_Exercise aim_:
Output all entries precisely.

_Data listing_:
Segment Open

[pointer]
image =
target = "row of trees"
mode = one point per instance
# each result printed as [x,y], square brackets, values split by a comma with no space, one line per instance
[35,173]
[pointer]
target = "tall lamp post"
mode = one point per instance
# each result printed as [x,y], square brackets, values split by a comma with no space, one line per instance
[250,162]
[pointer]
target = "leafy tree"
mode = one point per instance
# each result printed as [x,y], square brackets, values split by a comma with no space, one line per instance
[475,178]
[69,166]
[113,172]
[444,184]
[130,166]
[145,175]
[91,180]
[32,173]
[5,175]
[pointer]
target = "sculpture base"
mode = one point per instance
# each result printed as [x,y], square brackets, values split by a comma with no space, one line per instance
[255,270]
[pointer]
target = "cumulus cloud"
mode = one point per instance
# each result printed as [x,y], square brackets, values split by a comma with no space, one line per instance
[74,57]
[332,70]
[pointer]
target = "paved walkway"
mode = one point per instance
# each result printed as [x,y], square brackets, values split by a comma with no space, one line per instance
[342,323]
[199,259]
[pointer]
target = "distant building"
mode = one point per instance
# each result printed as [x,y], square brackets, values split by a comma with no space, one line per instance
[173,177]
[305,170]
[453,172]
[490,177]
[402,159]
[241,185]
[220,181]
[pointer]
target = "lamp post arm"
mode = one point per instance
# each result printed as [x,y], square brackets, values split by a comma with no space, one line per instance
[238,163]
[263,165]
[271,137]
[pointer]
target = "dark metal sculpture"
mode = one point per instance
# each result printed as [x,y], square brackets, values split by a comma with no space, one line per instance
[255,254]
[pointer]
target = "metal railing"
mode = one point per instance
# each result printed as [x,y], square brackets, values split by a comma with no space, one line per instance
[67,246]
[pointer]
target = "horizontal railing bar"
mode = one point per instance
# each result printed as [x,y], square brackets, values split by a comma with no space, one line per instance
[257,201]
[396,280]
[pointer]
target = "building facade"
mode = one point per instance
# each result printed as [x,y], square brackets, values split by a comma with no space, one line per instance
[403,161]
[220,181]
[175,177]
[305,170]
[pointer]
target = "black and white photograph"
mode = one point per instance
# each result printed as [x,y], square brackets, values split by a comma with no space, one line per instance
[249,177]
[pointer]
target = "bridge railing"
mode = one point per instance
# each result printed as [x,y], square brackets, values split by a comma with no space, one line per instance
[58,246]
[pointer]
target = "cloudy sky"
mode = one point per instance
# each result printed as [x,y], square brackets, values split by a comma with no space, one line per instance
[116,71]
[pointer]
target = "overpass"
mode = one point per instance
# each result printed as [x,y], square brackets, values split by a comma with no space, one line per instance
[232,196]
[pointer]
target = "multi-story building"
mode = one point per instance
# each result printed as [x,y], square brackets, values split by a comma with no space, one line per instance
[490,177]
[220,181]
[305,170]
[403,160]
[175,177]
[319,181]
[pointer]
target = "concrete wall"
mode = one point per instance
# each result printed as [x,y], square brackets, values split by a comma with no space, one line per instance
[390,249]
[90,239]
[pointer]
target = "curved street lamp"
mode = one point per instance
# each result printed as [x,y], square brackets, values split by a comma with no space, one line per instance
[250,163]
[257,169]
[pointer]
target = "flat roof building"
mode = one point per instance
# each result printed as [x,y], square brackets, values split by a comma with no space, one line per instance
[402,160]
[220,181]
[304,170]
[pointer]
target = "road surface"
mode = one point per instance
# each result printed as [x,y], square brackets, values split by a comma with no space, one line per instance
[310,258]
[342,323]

Segment Closed

_Written solution_:
[pointer]
image =
target = "row of trees"
mode = one point per instance
# each result printed as [x,y], square brackets, values split by a comma with no space, one line per instance
[35,173]
[pointer]
target = "tall lamp post"
mode = one point per instance
# each result printed as [x,y], square brackets, values split by a comma with no space, one line per instance
[250,162]
[pointer]
target = "leafy tree"
mode = one point per instance
# each result printed as [x,y], square brackets, values split by a comma with no space, one line per instance
[475,178]
[69,166]
[113,172]
[444,184]
[130,166]
[145,175]
[91,180]
[32,173]
[5,175]
[pointer]
target = "sculpture base"
mode = one point per instance
# each result printed as [x,y], square brackets, values split by a comma with no space, one line per instance
[255,270]
[pointer]
target = "cumulus cloud"
mode = one point per instance
# each result printed as [x,y], square brackets, values split by a comma with no space, one line per instance
[74,57]
[332,70]
[pointer]
target = "paved walkway"
mode = one point per instance
# each result printed as [x,y], square brackets, values split by a comma with no space, one line per instance
[342,323]
[199,259]
[pointer]
target = "distant building"
mode = one point per instance
# each result printed as [x,y], square brackets, values split by a comma with no space, one line per instance
[173,177]
[305,170]
[453,172]
[490,177]
[402,159]
[241,185]
[220,181]
[pointer]
target = "lamp post arm"
mode = one point per instance
# each result printed as [x,y], square brackets, values split by a comma with no space, one line per instance
[238,163]
[263,165]
[271,137]
[pointer]
target = "dark metal sculpture"
mode = one point per instance
# each result printed as [x,y], square brackets, values split by a comma with no space, one line per instance
[255,254]
[pointer]
target = "metal railing"
mode = one point per instance
# each result printed as [x,y], square brackets, values split by a comma with no space, one line per instance
[67,246]
[pointer]
target = "horizontal railing bar"
mode = one point per instance
# each result printed as [x,y], square brackets, values split by a comma with no space, one line per instance
[257,201]
[396,280]
[pointer]
target = "building facade"
mode = one point per instance
# each result printed as [x,y], square brackets, values split by a comma with no space, one line per instance
[403,161]
[220,181]
[175,177]
[305,170]
[pointer]
target = "black and white photograph"
mode = one point per instance
# each result printed as [x,y], square brackets, values split by a comma with no space, one line per instance
[249,177]
[pointer]
target = "bridge railing"
mode = one point per instance
# each result printed as [x,y], square brackets, values split by a comma with no space, one line per instance
[58,246]
[pointer]
target = "cloudy sky"
mode = one point per instance
# each result printed as [x,y], square brackets, values split by a comma with no space, one line per instance
[116,71]
[pointer]
target = "overpass"
mode = one point per instance
# each result printed as [x,y], square brackets, values split by a comma with no space, one line per instance
[232,196]
[pointer]
target = "multi-story building"
mode = one point per instance
# each result printed as [x,y], square brackets, values split by a comma with no space, one line per instance
[490,177]
[220,181]
[305,170]
[403,160]
[175,177]
[319,181]
[pointer]
target = "concrete wall"
mode = one point per instance
# each result printed as [x,y], square brackets, values split by a comma with no space, one line per instance
[390,249]
[90,239]
[pointer]
target = "curved street lamp"
mode = one point per instance
# each result printed as [x,y], square brackets, values split by a comma with no space, one line per instance
[250,163]
[257,169]
[pointer]
target = "flat roof building"
mode = one point per instance
# each result printed as [x,y], square brackets, values split by a comma with no space, one line per instance
[402,160]
[220,181]
[304,170]
[pointer]
target = "road surface"
mode = one point per instance
# each result printed as [x,y], square brackets, values split by a comma with no space, one line per instance
[310,258]
[342,323]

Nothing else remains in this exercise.